▶ **Set tasks**
• a. Decide whether each statement below agrees with the remarks on self-censorship in academia, answering yes or no and quoting the exact words from those remarks that settle it: (i) the speaker holds that self-censorship does more damage than censorship in academia; (ii) the speaker denies that academia has a censorship problem; (iii) the hard-right censorship problem is called larger than the hard-left one.
• b. Pick up the remarks on self-censorship in academia after their last sentence and carry them on.

▶ **Text block**
------

Your speech is freer than you think
In most cases, academics are risking more by self-censoring than by speaking up.
I am speaking at the USC Censorship in the Sciences Conference at 2pm Pacific time (3pm Mountain time) today. Tune in here. These are my planned remarks.
Thank you all having me, and especially to Anna (Krylov) and the other organizers of this conference.
When deciding what to talk about, I kept thinking: “I’m going to be in a room full of some of my favorite contrarians—some my intellectual heroes. What can I say that will challenge even them?”
Here goes: your speech is freer than you think. As bad as censorship is in academia, self-censorship is worse, and it does more damage. Academics self-censor because we are risk averse. But I’m here to tell you that the rewards to speaking up are bigger than we think, and the risks to not speaking up, and maintaining the status quo, are also bigger than we think.
Yes, academia really does have a censorship problem
Before I go any further, let me say: I agree that academia has a real censorship problem.
There’s a big hard-left censorship problem, mostly coming from on campus, and a smaller but growing hard-right censorship problem, mostly coming from off campus.

------

▶ **Data entries**
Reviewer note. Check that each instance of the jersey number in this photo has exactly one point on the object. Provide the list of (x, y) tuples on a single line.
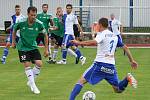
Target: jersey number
[(111, 45)]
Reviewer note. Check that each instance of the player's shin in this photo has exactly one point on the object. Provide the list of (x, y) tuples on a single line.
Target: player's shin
[(71, 52), (75, 91), (64, 54), (36, 71), (123, 84), (55, 52), (30, 75)]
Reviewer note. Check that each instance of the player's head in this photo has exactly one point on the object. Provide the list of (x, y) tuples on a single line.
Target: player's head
[(69, 8), (32, 12), (45, 8), (103, 24), (59, 11), (17, 9), (112, 16)]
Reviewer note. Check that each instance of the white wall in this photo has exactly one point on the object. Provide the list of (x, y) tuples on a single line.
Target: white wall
[(141, 17)]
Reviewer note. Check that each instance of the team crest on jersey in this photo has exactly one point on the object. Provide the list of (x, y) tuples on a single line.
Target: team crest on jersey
[(36, 29)]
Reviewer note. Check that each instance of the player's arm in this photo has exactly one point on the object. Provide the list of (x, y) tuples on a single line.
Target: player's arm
[(85, 43), (130, 57), (15, 28)]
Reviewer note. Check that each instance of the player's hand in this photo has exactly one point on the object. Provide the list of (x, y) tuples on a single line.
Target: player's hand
[(46, 53), (81, 34), (75, 42), (134, 64), (13, 45)]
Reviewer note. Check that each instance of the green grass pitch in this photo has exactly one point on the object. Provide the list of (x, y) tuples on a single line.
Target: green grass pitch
[(56, 81)]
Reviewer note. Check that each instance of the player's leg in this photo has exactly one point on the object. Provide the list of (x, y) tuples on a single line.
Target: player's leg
[(65, 46), (92, 75), (77, 88), (6, 49), (79, 55), (25, 58)]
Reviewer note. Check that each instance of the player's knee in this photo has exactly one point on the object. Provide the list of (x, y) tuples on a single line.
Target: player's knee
[(117, 90), (82, 80), (39, 63)]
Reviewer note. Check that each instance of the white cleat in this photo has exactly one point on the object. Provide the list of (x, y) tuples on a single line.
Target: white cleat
[(132, 80), (83, 59), (61, 62), (28, 84), (36, 90)]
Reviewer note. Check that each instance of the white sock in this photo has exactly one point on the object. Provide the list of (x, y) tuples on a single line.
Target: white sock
[(30, 75), (55, 52), (71, 52), (50, 51), (36, 71)]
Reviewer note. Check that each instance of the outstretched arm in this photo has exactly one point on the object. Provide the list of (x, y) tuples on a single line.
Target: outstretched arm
[(132, 61), (85, 43)]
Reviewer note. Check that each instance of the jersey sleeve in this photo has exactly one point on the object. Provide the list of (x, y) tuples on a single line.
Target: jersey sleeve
[(16, 27), (99, 38), (75, 20), (42, 29)]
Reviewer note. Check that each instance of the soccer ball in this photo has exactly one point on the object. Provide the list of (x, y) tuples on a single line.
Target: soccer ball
[(89, 95)]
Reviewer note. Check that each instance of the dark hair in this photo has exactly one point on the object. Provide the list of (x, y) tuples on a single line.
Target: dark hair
[(45, 5), (69, 5), (34, 9), (17, 6), (104, 22)]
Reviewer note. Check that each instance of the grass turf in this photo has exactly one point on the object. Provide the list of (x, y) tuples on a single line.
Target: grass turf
[(57, 81)]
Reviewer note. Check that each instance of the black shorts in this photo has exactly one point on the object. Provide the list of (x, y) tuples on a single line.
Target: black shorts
[(30, 56), (57, 38), (40, 38)]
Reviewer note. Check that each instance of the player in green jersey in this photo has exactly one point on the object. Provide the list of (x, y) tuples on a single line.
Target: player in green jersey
[(57, 34), (27, 47), (47, 21)]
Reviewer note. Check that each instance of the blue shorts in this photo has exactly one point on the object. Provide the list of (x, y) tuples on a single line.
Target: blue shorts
[(120, 42), (99, 71), (9, 39), (66, 40)]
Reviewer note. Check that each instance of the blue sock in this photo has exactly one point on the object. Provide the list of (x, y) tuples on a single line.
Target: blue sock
[(77, 51), (64, 54), (123, 84), (5, 53), (75, 91)]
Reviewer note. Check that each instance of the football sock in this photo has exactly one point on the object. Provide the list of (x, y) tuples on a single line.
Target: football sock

------

▶ **Results for the exercise**
• a.
(i) Yes: "self-censorship is worse, and it does more damage."
(ii) No: "I agree that academia has a real censorship problem."
(iii) No: "a smaller but growing hard-right censorship problem"

• b.
Greg Lukianoff, Rikki Schlott, and the Foundation for Individual Rights and Expression, or FIRE, have shown that the past decade in academia has been much worse than McCarthyism, by the numbers. Here is the comparison in terms of firings and the fraction of scholars self-censoring their written work:
You can also see how generally messed up academia has been over the past ten years with a simple thought exercise.
Consider these two ideas:
One of these ideas is supported by majorities of every racial group. One of these ideas is opposed by majorities of every racial group. One of these ideas is a mandate of federal civil rights law. One of these ideas, and others related to it, got thousands of people killed since the summer of 2020, who were disproportionately poor and black.
One of these ideas was un-sayable in large swaths of academia for years, for example getting geoscientist Dorian Abbot uninvited from a prestigious lecture at MIT.
Which do you think is which, in each case, and what does that say about us?
Of course, I could have picked on many other bad ideas that woke academia mainstreamed over the past decade—ideas that have, ironically, harmed the most disadvantaged communities in America’s blue cities the most. At the same time, we were, also ironically, telling people that impact matters more than intent. Backlash against these ideas and their harms helped Trump get elected and gave him a big mandate to reform higher education.
But Trump is the least of our problems. We’re losing the public.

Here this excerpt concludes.